We register the tropical climate, the heat and the rain, in this city flanked by the Arabian Sea and the Kathiawar desert, whose hot loos spill into its very heart. We also meet a large cross-section of people from diverse backgrounds and the occasional migrant contributing to Karachi’s kacchi abaadi. There is also a sprinkling of foreign nationals fascinated by the city’s spirit, who are content to work with NGOs, bypassing cocooned and comfortable lives in home countries such as Ireland, Germany and America.

The kernel of Shivani’s narrative is located not in the stunning high-rises, broad roads and Europeanised sections of modern-day Karachi, which embellish web pages. The tone for Shivani’s narrative is set inside a godown on Bunder Road, close to the colonial Karachi Port Trust buildings. A worker falls down a rickety ladder and injures his back. His work-mates struggle to rush him to the civil hospital where the medical treatment is free.

The godown’s location on Bunder Road makes it a part of prime real estate, yet working conditions are abysmal. These replicate patterns that are a part of the everyday lives of the poor in megacities that dominate the once-colonised Indian subcontinent, where unequal growth and development anomalies have led to a mushrooming and a spiralling and stunting of multiple ways of living.

» **WORK TASK A**:
List the home countries the Karachi passage names for the foreign nationals working with NGOs.
» **WORK TASK B**:
Extend the Karachi passage from the point where it stops.

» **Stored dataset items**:
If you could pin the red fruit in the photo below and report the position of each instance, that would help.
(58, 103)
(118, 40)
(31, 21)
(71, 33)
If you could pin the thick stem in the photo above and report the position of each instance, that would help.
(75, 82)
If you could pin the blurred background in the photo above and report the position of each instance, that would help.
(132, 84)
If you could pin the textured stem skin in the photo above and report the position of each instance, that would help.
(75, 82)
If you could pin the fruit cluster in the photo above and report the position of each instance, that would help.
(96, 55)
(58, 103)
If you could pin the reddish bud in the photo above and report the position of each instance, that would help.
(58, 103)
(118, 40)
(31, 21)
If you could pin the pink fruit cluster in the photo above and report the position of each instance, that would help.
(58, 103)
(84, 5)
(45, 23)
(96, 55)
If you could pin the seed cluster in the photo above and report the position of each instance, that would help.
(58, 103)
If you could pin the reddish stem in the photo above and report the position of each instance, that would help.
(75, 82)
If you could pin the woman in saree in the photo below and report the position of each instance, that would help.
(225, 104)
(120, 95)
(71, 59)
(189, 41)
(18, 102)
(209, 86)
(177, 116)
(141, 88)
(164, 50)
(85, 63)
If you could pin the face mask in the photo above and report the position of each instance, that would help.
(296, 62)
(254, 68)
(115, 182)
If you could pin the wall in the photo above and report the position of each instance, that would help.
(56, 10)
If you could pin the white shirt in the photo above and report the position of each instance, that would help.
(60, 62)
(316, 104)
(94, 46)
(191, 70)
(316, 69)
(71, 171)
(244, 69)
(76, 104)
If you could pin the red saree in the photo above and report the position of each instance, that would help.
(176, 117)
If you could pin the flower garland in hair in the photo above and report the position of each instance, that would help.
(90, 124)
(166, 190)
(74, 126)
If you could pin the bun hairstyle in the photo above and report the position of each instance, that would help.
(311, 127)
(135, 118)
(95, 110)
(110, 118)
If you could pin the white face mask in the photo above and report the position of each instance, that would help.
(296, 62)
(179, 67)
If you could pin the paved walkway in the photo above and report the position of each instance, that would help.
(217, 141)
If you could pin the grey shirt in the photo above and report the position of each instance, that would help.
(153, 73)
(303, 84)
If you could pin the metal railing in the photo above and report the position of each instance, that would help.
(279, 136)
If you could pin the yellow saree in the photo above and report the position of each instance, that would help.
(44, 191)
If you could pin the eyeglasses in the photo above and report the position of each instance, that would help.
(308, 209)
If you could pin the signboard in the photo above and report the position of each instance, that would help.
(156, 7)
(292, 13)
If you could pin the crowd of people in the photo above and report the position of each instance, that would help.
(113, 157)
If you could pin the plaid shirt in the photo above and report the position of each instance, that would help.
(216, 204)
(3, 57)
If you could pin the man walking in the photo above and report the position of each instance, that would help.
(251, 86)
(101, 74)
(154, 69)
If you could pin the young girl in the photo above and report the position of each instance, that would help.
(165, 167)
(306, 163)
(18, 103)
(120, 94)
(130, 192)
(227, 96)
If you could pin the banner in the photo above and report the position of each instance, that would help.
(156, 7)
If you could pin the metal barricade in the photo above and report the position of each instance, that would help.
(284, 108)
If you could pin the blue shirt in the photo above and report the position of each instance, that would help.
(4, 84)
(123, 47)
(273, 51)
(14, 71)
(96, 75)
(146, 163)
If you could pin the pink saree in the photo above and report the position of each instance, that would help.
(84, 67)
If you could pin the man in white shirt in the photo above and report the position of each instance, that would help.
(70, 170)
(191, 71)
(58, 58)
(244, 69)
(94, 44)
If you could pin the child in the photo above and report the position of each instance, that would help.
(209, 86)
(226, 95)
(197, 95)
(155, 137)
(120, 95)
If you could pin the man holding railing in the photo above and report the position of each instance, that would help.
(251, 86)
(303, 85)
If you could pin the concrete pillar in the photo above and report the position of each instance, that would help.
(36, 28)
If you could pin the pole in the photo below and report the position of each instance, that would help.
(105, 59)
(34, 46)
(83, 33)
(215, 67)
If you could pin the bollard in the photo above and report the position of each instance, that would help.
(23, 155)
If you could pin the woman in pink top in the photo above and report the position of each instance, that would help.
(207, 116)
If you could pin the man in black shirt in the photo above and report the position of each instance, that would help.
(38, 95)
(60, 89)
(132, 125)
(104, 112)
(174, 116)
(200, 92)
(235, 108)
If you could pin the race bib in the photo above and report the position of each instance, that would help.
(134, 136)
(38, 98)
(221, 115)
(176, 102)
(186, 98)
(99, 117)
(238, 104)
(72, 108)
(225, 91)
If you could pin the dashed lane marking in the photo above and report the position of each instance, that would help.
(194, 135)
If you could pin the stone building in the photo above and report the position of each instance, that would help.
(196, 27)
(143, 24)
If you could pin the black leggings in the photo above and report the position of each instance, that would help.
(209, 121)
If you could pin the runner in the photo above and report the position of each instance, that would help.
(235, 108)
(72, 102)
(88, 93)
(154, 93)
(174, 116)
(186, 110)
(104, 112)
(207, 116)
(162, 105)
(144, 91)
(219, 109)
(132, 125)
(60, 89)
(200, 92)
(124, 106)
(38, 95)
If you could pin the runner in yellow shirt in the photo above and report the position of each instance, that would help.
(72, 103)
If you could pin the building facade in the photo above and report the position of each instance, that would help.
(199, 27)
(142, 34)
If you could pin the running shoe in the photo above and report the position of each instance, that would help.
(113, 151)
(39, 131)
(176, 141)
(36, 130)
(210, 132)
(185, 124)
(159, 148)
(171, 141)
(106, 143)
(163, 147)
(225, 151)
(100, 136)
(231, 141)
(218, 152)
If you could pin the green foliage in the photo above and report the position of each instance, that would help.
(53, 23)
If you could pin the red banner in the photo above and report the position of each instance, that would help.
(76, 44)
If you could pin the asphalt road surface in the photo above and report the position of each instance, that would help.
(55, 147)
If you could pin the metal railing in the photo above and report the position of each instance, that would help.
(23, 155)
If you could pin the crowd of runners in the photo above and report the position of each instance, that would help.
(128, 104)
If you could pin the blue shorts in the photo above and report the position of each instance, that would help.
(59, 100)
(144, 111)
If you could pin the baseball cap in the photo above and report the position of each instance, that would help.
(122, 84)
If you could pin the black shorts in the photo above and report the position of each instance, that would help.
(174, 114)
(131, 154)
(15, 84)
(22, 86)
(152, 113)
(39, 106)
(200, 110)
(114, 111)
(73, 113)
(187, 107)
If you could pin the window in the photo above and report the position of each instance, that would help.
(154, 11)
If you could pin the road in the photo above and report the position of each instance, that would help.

» **WRITTEN RESPONSE A**:
Ireland, Germany, America

» **WRITTEN RESPONSE B**:
The basti (based on an actual slum in Karachi) is the central axis around which the narrative spins, heaves and moves. We are introduced to the nuclear family of Aisha and Muhammad Khan and the lives of their two children, Hafiq and Seema. The extended family of the Khans has dwindled away, due to the continuous absence of funds, but the Khans have cemented their lives and built rudimentary rooms and a bathroom for themselves by holding down their jobs at the factory through years of diligence and hard work. Hafiq switches jobs, moving from godown loader to bookseller’s assistant, while Seema wins a scholarship that allows her to study at Karachi University.

Against the backdrop of the million lives in the basti and the struggle of committed teachers, doctors and activists, is the architecture of the old city and its monuments, the oil-spill laden beach and the expansion of real estate markets and suburbs. The lives of Ashiq, the university teacher and his sisters, married to prosperous contractors of cars and real estate, American anthropologist Claire, the political administration, the purveyors of books and manufacturers intersect with the gritty life of the basti residents.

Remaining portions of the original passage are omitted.